> **Testo della pagina**
Nessuno l’aveva chiesto al Rey: ebbene, il chiacchieratissimo Juan
Carlos s’e tagliato di sua spontanea volontà di 20 mila euro l’anno
l’emolumento, l’equivalente della sua tredicesima. Dunque oggi il Rey,
la più alta istituzione dello Stato riceve, 271.842 euro lordi annui;
risulta così che un qualunque governatore italiota di regione arraffa
più del re di Spagna; il direttore generale della Rai, quel tal
banchiere Gubitosi messo lì da Monti, ci costa come due re e mezzo.
Il
principe di Asturia, l’erede al trono, s’è tagliato 10 mila euro, in
quanto il suo emolumento è esattamente la metà di quello paterno,
135.921 euro. Il capo della Real Casa, che ha il rango e il soldo di un
ministro, s’è ridotto anche lui lo stipendio nella stessa proporzione
dei membri del governo. Niente a che vedere con quelli che godono i
direttori della Real Casa italiana, detta Quirinale, di cui basta
ricordare i 2 milioni di euro l’anno, più appartamento e ufficio
permanente sul Colle, dell’immarcescibile Gaetano Gifuni.

> **Elenco dati**
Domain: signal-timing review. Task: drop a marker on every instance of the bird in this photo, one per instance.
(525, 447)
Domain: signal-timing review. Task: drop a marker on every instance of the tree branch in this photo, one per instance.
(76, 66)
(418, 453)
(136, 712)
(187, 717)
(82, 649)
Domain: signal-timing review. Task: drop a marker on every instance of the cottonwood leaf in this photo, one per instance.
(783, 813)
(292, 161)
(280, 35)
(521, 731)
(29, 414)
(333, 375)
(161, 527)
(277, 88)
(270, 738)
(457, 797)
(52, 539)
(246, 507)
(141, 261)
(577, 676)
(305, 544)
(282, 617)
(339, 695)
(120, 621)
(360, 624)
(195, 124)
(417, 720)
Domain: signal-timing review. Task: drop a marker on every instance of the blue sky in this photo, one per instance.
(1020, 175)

> **Consegne**
a: Trascriva dal testo sul re di Spagna il passo da "Nessuno l’aveva chiesto" a "re e mezzo.".
b: Risponda brevemente, attenendosi al testo sul re di Spagna:
(i) Di quale somma annua Juan Carlos ha ridotto il proprio emolumento?
(ii) A quanto ammonta l’emolumento del principe di Asturia?
(iii) Quale somma annua viene ricordata per Gaetano Gifuni?
c: Stabilisca se ciascuna affermazione concorda con il testo sul re di Spagna, citandone le parole decisive:
(i) Il direttore generale della Rai costa quanto due re e mezzo.
(ii) L’emolumento del principe di Asturia è il doppio di quello paterno.
(iii) Qualcuno aveva chiesto al re di ridursi l’emolumento.

> **Soluzioni svolte**
a:
Nessuno l’aveva chiesto al Rey: ebbene, il chiacchieratissimo Juan
Carlos s’e tagliato di sua spontanea volontà di 20 mila euro l’anno
l’emolumento, l’equivalente della sua tredicesima. Dunque oggi il Rey,
la più alta istituzione dello Stato riceve, 271.842 euro lordi annui;
risulta così che un qualunque governatore italiota di regione arraffa
più del re di Spagna; il direttore generale della Rai, quel tal
banchiere Gubitosi messo lì da Monti, ci costa come due re e mezzo.

b:
(i) 20 mila euro l’anno.
(ii) 135.921 euro.
(iii) 2 milioni di euro l’anno, più appartamento e ufficio permanente sul Colle.

c:
(i) Sì: "ci costa come due re e mezzo".
(ii) No: "il suo emolumento è esattamente la metà di quello paterno".
(iii) No: "Nessuno l’aveva chiesto al Rey".